* _CHALLENGE_:
Please retype the forum thread on board-foot lumber prices word for word.
------ TEXT SECTION
The deal I make for pine and poplar is, $.50 a board foot, any length the mill has, they pick the boards as they cut (almost all knot free, only small solid knots, no knots on edges of board) and when they get 500 board foot they call and I go pick up, strip stack it for 12 to 18 months. I find I need 11 inch width boards to cure and have enough to cut 9 9/16 boxes after curing. All of my pine, cypress, and poplar is cut 11 inches for deeps and 7 inches for shallows.

cchoganjr


----------



## Specialkayme (Sep 4, 2005)

Cleo C. Hogan Jr said:


> Guess we are just lucky here, we can get poplar for anywhere from $.25 bf to $.50 bf, with most wanting $.48 bf for select, no knots, cut to 11 inch width


I would say you are lucky Cleo. Around here, I can get air dried pine at $0.75 bf, and that's the best I've been able to find. I can get green wood for $0.55 bf, and I've found a spot an hour and a half away from me that sells their unusable boards at $0.50 bf. The boards are labeled kiln dried, but the place says they are air dried. Usually they are cupping somewhat, and about one third have a crack down 1/4 of the board, sometimes more.
------------
------ GIVEN DATA
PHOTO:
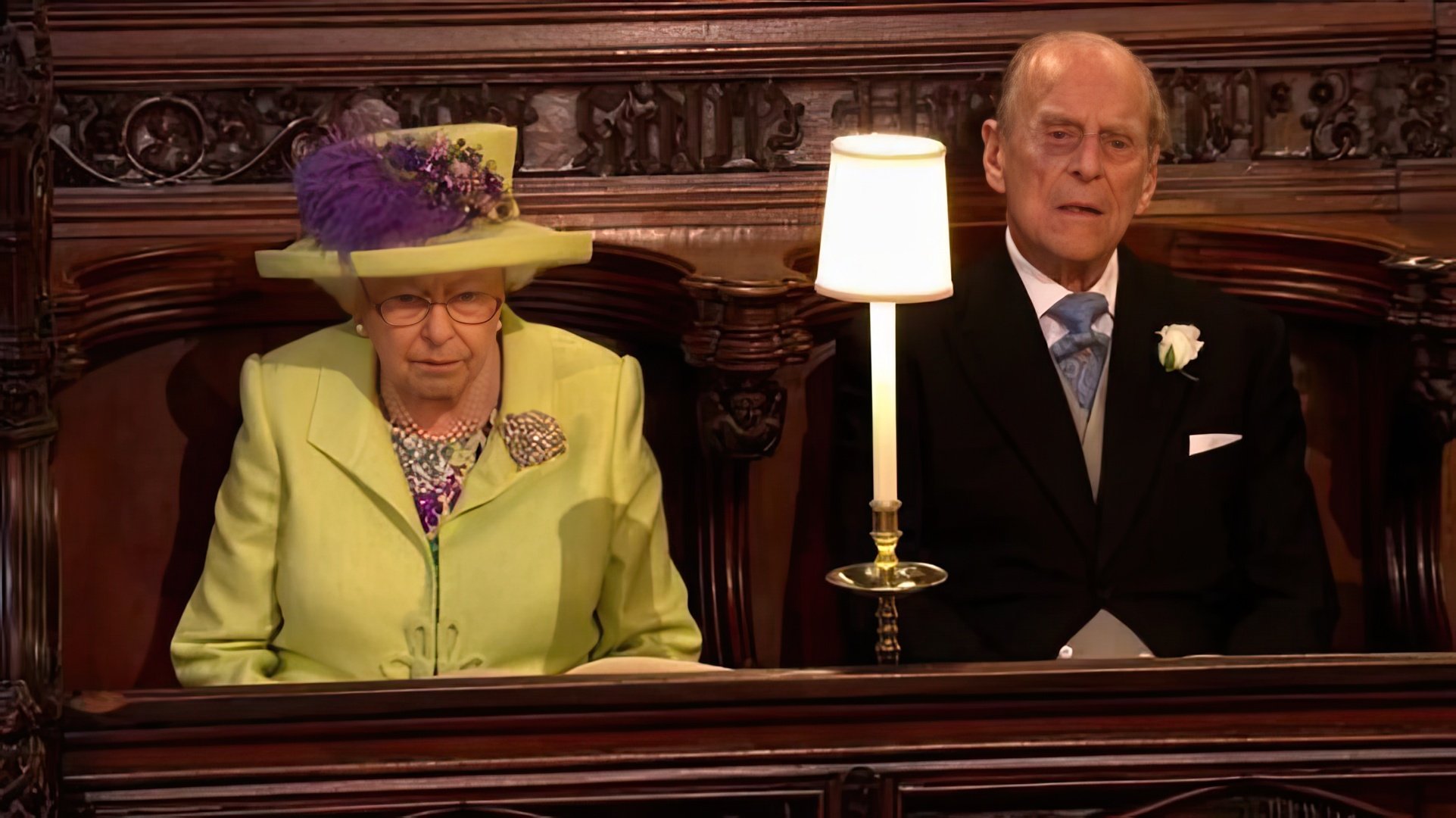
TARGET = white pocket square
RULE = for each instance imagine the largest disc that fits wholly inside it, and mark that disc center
(1197, 445)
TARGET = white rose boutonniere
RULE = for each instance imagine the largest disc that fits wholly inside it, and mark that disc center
(1177, 345)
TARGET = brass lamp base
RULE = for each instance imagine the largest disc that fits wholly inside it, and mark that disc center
(887, 578)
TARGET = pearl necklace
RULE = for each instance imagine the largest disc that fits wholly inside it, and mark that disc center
(472, 415)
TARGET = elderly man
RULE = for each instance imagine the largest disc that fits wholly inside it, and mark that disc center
(1108, 461)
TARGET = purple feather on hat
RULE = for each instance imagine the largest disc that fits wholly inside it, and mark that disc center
(350, 198)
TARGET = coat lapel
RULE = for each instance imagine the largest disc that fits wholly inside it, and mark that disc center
(348, 427)
(1143, 402)
(999, 344)
(528, 382)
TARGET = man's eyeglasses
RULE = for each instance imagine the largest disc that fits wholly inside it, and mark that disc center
(1062, 142)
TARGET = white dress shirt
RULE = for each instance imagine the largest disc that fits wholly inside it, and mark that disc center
(1046, 293)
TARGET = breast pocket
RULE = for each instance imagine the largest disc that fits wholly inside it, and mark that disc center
(1210, 462)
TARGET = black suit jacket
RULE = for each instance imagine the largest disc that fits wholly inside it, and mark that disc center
(1210, 554)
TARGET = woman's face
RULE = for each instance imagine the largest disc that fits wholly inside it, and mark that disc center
(437, 357)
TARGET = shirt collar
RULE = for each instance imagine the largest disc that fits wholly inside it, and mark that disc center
(1044, 292)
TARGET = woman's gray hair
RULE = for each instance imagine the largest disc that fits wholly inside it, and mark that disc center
(1014, 82)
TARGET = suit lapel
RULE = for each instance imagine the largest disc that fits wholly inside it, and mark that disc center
(1143, 402)
(999, 344)
(528, 382)
(348, 427)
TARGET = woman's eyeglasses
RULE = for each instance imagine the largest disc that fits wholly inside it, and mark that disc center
(463, 308)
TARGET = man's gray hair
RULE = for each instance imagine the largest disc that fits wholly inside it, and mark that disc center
(1015, 80)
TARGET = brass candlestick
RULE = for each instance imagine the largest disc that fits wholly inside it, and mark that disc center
(887, 578)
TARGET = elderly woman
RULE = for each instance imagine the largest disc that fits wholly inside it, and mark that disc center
(435, 486)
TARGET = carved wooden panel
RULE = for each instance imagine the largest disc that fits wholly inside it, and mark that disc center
(255, 134)
(1203, 737)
------------
* _RESULT OF THE EXERCISE_:
The deal I make for pine and poplar is, $.50 a board foot, any length the mill has, they pick the boards as they cut (almost all knot free, only small solid knots, no knots on edges of board) and when they get 500 board foot they call and I go pick up, strip stack it for 12 to 18 months. I find I need 11 inch width boards to cure and have enough to cut 9 9/16 boxes after curing. All of my pine, cypress, and poplar is cut 11 inches for deeps and 7 inches for shallows.

cchoganjr


----------



## Specialkayme (Sep 4, 2005)

Cleo C. Hogan Jr said:


> Guess we are just lucky here, we can get poplar for anywhere from $.25 bf to $.50 bf, with most wanting $.48 bf for select, no knots, cut to 11 inch width


I would say you are lucky Cleo. Around here, I can get air dried pine at $0.75 bf, and that's the best I've been able to find. I can get green wood for $0.55 bf, and I've found a spot an hour and a half away from me that sells their unusable boards at $0.50 bf. The boards are labeled kiln dried, but the place says they are air dried. Usually they are cupping somewhat, and about one third have a crack down 1/4 of the board, sometimes more.